==== Excerpt to read

The narrator in this short story tells of different instances of people being buried alive. Some were able to make thier way out of the poorly buried coffins, others skeletons were found years later in odd positions, as if they had been trying to escape.
We know of nothing so agonizing upon Earth -- we can dream of nothing half so hideous in the realms of the nethermost Hell.
The narrator then goes on to tell of his own experience. He suffered from a disease that made him pass out and fall into a death-like trance. He would be unconcious for days, he calls it 'cataleptic disorder'. He was terrified of being buried alive one day, so he had the family vault remodeled so that it could be easily opened from the inside. He winds up living in fear and not traveling far from home, in case he falls into one of his fits and is accidentally buried alive.

========

**Tasks to perform**
(a) In the story summary, why does the narrator avoid traveling far from home?
(b) According to the story summary, what name does the narrator give his disease?
(c) Continue the story summary from its last sentence.

==== Data to examine

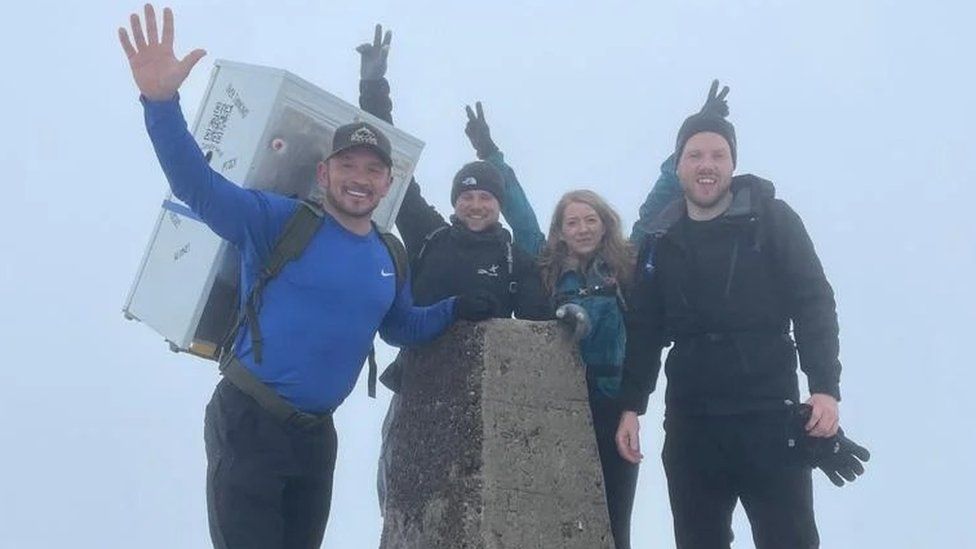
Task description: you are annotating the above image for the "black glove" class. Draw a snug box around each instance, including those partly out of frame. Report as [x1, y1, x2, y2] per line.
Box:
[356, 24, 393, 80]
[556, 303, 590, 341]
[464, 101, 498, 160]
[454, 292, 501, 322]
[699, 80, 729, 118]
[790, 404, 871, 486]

========
==== Data to examine

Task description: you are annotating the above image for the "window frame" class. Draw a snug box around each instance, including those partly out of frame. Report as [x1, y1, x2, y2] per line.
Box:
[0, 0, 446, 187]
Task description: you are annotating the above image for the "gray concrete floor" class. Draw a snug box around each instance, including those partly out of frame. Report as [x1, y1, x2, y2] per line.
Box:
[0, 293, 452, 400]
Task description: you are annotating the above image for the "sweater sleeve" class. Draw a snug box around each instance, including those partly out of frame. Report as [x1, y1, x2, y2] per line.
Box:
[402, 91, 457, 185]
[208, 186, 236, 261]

========
==== Data to examine

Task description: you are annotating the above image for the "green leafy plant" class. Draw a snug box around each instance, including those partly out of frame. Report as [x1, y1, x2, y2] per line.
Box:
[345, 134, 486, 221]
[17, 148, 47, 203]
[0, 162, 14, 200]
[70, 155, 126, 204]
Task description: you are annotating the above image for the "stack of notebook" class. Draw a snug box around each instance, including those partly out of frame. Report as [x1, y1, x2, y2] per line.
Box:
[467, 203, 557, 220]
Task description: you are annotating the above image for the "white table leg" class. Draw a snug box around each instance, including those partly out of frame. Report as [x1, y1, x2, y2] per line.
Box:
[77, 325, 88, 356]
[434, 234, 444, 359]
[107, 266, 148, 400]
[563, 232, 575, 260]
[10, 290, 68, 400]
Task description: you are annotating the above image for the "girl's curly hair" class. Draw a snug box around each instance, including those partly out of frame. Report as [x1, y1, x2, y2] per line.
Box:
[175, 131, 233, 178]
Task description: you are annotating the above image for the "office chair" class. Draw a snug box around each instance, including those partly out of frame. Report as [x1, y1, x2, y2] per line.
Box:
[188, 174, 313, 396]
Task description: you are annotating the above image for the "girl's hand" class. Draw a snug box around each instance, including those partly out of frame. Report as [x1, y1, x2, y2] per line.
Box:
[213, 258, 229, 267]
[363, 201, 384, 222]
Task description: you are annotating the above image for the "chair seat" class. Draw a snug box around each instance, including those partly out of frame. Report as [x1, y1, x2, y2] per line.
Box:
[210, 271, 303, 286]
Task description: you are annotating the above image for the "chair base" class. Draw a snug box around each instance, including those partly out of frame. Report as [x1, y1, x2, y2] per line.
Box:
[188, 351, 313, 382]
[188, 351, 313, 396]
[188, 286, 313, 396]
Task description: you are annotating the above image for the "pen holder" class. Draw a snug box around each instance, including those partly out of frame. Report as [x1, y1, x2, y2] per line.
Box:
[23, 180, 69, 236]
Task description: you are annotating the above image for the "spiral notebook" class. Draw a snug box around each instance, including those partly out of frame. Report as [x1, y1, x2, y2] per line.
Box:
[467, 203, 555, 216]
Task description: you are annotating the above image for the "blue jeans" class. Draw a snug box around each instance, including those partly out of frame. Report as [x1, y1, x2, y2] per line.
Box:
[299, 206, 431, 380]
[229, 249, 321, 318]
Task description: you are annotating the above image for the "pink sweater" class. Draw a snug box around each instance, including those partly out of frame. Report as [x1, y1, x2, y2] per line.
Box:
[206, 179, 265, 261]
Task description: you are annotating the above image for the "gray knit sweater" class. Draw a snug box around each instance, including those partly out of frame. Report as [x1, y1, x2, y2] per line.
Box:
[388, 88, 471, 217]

========

**Expected outputs**
(a) He fears he may fall into one of his fits while away and be buried alive by accident. Because of this fear, he stays close to home.

(b) He calls it "cataleptic disorder."

(c)
In the end, he winds up waking up in a dark, confined area, and right away he thinks he is buried alive. It turns out, he was on trip with a friend, on a boat. When a storm comes, they anchor the boat and all go to sleep in the berth, which is small and dark. When he starts screaming, the crew screams back at him to be quiet, he realizes he is still on the boat. After that, he no longer lives his life in fear of being buried alive. Life is too short!
I went abroad. I took vigorous exercise. I breathed the free air of Heaven. I thought upon other subjects than Death. I discarded my medical books. "Buchan" I burned. I read no "Night Thoughts" -- no fustian about churchyards -- no bugaboo tales -- such as this. In short, I became a new man, and lived a man's life.
I liked this short story, the ending was different than what I expected.